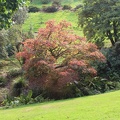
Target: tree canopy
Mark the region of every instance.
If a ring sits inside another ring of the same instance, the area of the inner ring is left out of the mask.
[[[90,41],[120,40],[120,0],[84,0],[79,11],[79,25]]]
[[[26,0],[0,0],[0,30],[9,28],[12,23],[12,15]]]

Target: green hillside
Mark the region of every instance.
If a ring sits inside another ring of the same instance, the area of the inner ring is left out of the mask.
[[[0,120],[120,120],[120,91],[0,110]]]

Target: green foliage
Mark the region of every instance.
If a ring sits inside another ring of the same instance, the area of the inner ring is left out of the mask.
[[[15,81],[15,83],[13,83],[11,87],[10,95],[20,96],[25,86],[26,86],[25,80],[23,78],[18,79],[17,81]]]
[[[118,49],[116,50],[118,44],[112,48],[102,49],[102,53],[106,56],[106,63],[97,64],[98,76],[103,79],[106,79],[106,84],[111,83],[111,86],[108,85],[110,89],[120,89],[120,53]],[[118,84],[118,85],[117,85]],[[104,88],[102,88],[104,90]]]
[[[23,24],[24,21],[26,20],[26,18],[28,17],[28,8],[23,6],[20,7],[14,14],[12,17],[12,21],[14,22],[14,24]]]
[[[4,76],[0,76],[0,87],[4,87],[7,83],[7,80]]]
[[[0,33],[0,57],[5,58],[12,56],[22,47],[22,41],[27,38],[34,38],[32,27],[29,27],[28,32],[23,32],[21,25],[14,25],[7,30],[2,30]]]
[[[79,25],[88,40],[93,42],[109,40],[112,46],[119,41],[120,0],[84,0],[79,11]]]

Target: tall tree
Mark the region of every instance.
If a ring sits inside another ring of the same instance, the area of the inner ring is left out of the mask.
[[[90,41],[103,43],[110,40],[112,46],[120,40],[120,0],[83,0],[79,11],[79,25]]]
[[[0,0],[0,30],[10,27],[12,15],[26,0]]]

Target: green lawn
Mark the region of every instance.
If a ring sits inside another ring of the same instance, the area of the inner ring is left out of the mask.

(INSTRUCTION): Rewrite all of the entries above, substituting "outline" for every occurrence of "region" and leaving all other text as it is. Omit the pictures from your answer.

(SOLUTION TO THE EXERCISE):
Target: tree canopy
Mark the outline of every instance.
If a ring sits inside another ring of the same instance, the area of the inner ring is left out of the mask.
[[[90,41],[120,40],[120,0],[84,0],[79,11],[79,25]]]
[[[26,0],[0,0],[0,30],[9,28],[12,23],[12,15]]]

Target: green hillside
Mark the outline of every instance.
If a ring sits inside another ring of the same instance, the area of the inner ring is left out of the mask.
[[[0,120],[120,120],[120,91],[0,110]]]

Target: green foliage
Mark the outline of every instance.
If a ring sits inside another ring of the same instance, the area of the inner ring is left out of the mask.
[[[15,81],[15,83],[13,83],[11,87],[10,95],[20,96],[25,86],[26,86],[25,80],[23,78],[18,79],[17,81]]]
[[[118,49],[116,50],[118,44],[112,48],[102,49],[102,53],[106,56],[106,63],[97,64],[98,76],[103,79],[106,79],[106,84],[111,83],[111,86],[108,85],[110,89],[120,89],[120,53]],[[118,84],[118,85],[117,85]],[[104,88],[102,88],[104,90]]]
[[[23,24],[24,21],[26,20],[26,18],[28,17],[28,8],[23,6],[20,7],[14,14],[12,17],[12,21],[14,22],[14,24]]]
[[[4,76],[0,76],[0,87],[4,87],[7,83],[7,80]]]
[[[0,33],[0,57],[5,58],[12,56],[22,47],[22,41],[27,38],[34,38],[32,27],[29,27],[28,32],[23,32],[21,25],[14,25],[7,30],[2,30]]]
[[[79,25],[88,40],[93,42],[109,40],[112,46],[119,41],[120,0],[84,0],[79,11]]]

Target: tall tree
Mark the outline of every instance.
If a ring sits inside another ring of the same instance, the area of the inner ring is left out of the mask.
[[[90,41],[103,43],[110,40],[112,46],[120,40],[120,0],[83,0],[79,11],[79,25]]]
[[[0,0],[0,30],[10,27],[12,15],[26,0]]]

Target: green lawn
Mark the outline of every instance.
If a ring sits inside another ring of the same instance, the area of the inner ring is left out of the mask.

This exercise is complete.